--- Start Input rows ---

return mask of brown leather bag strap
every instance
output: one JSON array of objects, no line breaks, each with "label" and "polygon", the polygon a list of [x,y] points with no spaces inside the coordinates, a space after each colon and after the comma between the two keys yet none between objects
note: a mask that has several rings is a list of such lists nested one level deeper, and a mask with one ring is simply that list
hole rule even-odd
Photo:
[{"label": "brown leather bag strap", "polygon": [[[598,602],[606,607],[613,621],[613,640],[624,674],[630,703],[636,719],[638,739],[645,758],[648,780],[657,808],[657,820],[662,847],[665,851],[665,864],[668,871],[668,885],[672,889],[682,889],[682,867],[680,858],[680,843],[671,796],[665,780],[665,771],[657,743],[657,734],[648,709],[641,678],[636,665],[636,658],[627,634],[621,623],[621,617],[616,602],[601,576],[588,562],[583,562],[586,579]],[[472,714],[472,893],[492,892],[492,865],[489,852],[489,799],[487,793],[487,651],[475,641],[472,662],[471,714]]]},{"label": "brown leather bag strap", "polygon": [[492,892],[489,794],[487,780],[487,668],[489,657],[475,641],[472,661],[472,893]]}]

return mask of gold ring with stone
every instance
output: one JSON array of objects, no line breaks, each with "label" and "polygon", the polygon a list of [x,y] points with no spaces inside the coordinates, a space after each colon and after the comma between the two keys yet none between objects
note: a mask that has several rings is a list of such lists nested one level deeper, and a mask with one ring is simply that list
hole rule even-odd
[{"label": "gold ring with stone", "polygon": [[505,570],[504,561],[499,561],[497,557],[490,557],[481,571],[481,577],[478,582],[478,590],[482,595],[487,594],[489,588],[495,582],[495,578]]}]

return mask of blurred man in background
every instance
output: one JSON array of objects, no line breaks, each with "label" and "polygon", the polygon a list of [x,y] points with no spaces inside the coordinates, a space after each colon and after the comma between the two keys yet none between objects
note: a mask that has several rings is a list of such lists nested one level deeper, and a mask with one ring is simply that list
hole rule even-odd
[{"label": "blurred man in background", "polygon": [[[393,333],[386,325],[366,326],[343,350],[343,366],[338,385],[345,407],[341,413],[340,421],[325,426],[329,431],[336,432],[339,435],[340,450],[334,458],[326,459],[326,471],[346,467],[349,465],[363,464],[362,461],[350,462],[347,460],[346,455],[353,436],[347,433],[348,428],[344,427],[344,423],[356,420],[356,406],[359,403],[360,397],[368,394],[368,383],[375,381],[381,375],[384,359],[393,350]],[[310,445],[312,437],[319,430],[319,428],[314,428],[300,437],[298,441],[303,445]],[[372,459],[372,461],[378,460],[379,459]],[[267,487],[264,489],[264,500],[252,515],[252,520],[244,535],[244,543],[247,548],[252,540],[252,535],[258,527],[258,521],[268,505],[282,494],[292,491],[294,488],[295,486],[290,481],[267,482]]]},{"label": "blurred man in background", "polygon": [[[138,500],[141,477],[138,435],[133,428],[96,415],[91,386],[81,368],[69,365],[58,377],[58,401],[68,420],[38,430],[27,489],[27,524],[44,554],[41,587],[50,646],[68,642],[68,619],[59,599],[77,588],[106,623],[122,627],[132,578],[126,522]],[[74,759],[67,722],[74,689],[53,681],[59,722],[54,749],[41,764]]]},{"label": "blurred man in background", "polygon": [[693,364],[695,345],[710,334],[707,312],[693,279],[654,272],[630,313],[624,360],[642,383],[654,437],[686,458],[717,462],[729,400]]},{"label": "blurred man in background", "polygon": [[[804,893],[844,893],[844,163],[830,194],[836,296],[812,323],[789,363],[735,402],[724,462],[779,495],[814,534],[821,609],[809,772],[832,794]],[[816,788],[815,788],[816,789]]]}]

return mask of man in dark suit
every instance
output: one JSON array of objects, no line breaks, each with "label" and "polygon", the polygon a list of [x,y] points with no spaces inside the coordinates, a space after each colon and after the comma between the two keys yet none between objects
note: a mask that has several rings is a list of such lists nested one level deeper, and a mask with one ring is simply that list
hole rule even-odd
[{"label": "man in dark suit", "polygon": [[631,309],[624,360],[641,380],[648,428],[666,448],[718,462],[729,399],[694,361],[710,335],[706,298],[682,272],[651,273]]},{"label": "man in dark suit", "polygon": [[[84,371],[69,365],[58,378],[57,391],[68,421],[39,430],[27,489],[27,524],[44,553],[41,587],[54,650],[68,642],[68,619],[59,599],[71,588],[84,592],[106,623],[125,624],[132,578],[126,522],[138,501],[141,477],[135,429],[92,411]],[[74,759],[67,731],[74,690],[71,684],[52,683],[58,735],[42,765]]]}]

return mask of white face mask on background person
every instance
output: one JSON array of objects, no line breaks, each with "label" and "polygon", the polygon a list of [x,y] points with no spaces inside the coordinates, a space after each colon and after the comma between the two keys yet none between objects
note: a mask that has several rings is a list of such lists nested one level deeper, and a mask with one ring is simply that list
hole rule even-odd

--- End Input rows ---

Set down every line of the items above verbatim, changing nothing.

▸ Solved exercise:
return mask of brown leather bag strap
every instance
output: one JSON array of objects, no line breaks, each with "label" and "polygon", the polygon a list of [x,y] points with no spaces inside the coordinates, a space after each colon and after the comma between the two keys yet none between objects
note: a mask that has several rings is a list of such lists nested one level deeper, and a mask with one ring is simply that list
hole rule even-odd
Photo:
[{"label": "brown leather bag strap", "polygon": [[[598,602],[606,607],[613,621],[613,640],[624,674],[630,703],[636,719],[638,739],[645,758],[648,780],[657,808],[657,820],[662,847],[665,851],[665,864],[668,871],[668,885],[672,889],[682,889],[682,867],[680,858],[680,843],[671,796],[665,780],[665,771],[657,743],[657,734],[648,709],[641,678],[636,665],[636,658],[627,634],[621,623],[621,617],[616,602],[601,576],[588,562],[583,562],[586,579]],[[472,714],[472,893],[492,892],[492,865],[489,852],[489,799],[487,793],[487,651],[475,641],[472,662],[471,714]]]},{"label": "brown leather bag strap", "polygon": [[492,892],[489,794],[487,780],[487,668],[489,657],[475,641],[472,661],[472,893]]}]

return mask of gold ring with stone
every instance
output: one JSON array of objects, no line breaks, each with "label" and "polygon", the polygon a list of [x,y] points with no spaces inside the coordinates, a space after each colon and after the comma between the two keys yet none between objects
note: a mask that has several rings is a list of such lists nested one level deeper, and a mask with one ring is simply that list
hole rule even-odd
[{"label": "gold ring with stone", "polygon": [[505,570],[504,561],[499,561],[497,557],[490,557],[481,571],[481,577],[478,582],[478,590],[482,595],[487,594],[489,588],[495,582],[495,578]]}]

return mask of blurred man in background
every instance
output: one JSON array of objects, no line breaks, each with "label" and "polygon", the polygon a list of [x,y] points with no spaces inside the coordinates, a space after each colon and after the comma between the two keys yet none between objects
note: a mask that has several rings is a list of such lists nested one level deeper, and a mask with one ring is simply that list
hole rule even-odd
[{"label": "blurred man in background", "polygon": [[[393,333],[386,325],[366,326],[343,350],[343,366],[338,385],[345,407],[341,413],[340,421],[325,426],[329,431],[336,432],[339,435],[340,450],[334,458],[326,459],[326,471],[346,467],[349,465],[363,464],[362,461],[350,462],[347,460],[346,455],[353,436],[347,433],[348,428],[344,427],[344,423],[356,420],[356,406],[359,403],[360,397],[368,394],[368,383],[375,381],[381,375],[384,359],[393,350]],[[310,445],[312,437],[319,430],[319,428],[314,428],[300,437],[298,441],[303,445]],[[372,459],[372,461],[378,460],[379,459]],[[267,487],[264,489],[264,500],[252,515],[252,520],[244,535],[244,543],[247,548],[252,540],[252,535],[258,527],[258,521],[268,505],[282,494],[292,491],[294,488],[295,486],[290,481],[267,482]]]},{"label": "blurred man in background", "polygon": [[[138,500],[141,477],[138,435],[133,428],[96,415],[91,386],[81,368],[69,365],[58,377],[58,401],[68,420],[38,430],[27,489],[27,524],[44,554],[41,587],[50,646],[68,642],[68,619],[59,599],[77,588],[106,623],[122,627],[132,578],[126,522]],[[74,759],[67,722],[74,689],[53,681],[59,722],[54,749],[41,764]]]},{"label": "blurred man in background", "polygon": [[693,364],[695,345],[710,334],[707,312],[693,279],[654,272],[630,313],[624,360],[642,383],[654,437],[686,458],[717,462],[729,400]]},{"label": "blurred man in background", "polygon": [[[804,893],[844,893],[844,163],[830,194],[836,296],[812,323],[789,363],[735,402],[724,462],[779,495],[814,534],[821,609],[809,772],[832,794]],[[816,788],[815,788],[816,789]]]}]

return mask of man in dark suit
every instance
output: one JSON array of objects, no line breaks, each with "label" and "polygon", the polygon a list of [x,y] points with no spaces inside the coordinates, a space after each colon and after the comma between the two keys yet none between objects
note: a mask that has several rings is a list of such lists nested one level deeper, and a mask with one ring is simply that list
hole rule even-odd
[{"label": "man in dark suit", "polygon": [[631,309],[624,360],[641,380],[648,428],[666,448],[718,462],[729,399],[694,361],[710,335],[706,298],[682,272],[651,273]]},{"label": "man in dark suit", "polygon": [[[84,371],[69,365],[58,378],[57,391],[68,421],[39,430],[27,489],[27,524],[44,553],[41,587],[54,650],[68,642],[68,619],[59,599],[71,588],[84,592],[106,623],[125,624],[132,578],[126,522],[138,501],[141,477],[135,429],[92,411]],[[74,759],[67,731],[74,690],[71,684],[52,683],[58,735],[42,765]]]}]

return mask of white face mask on background person
every instance
output: one JSON array of objects, no line breaks, each with "label" and "polygon", the polygon a list of [x,y] points with no spaces inside the coordinates, a space after each colon and after the comma between the two keys yet none between objects
note: a mask that has several rings is a list of such lists nested one level deeper, and a mask with one ring is simply that list
hole rule even-odd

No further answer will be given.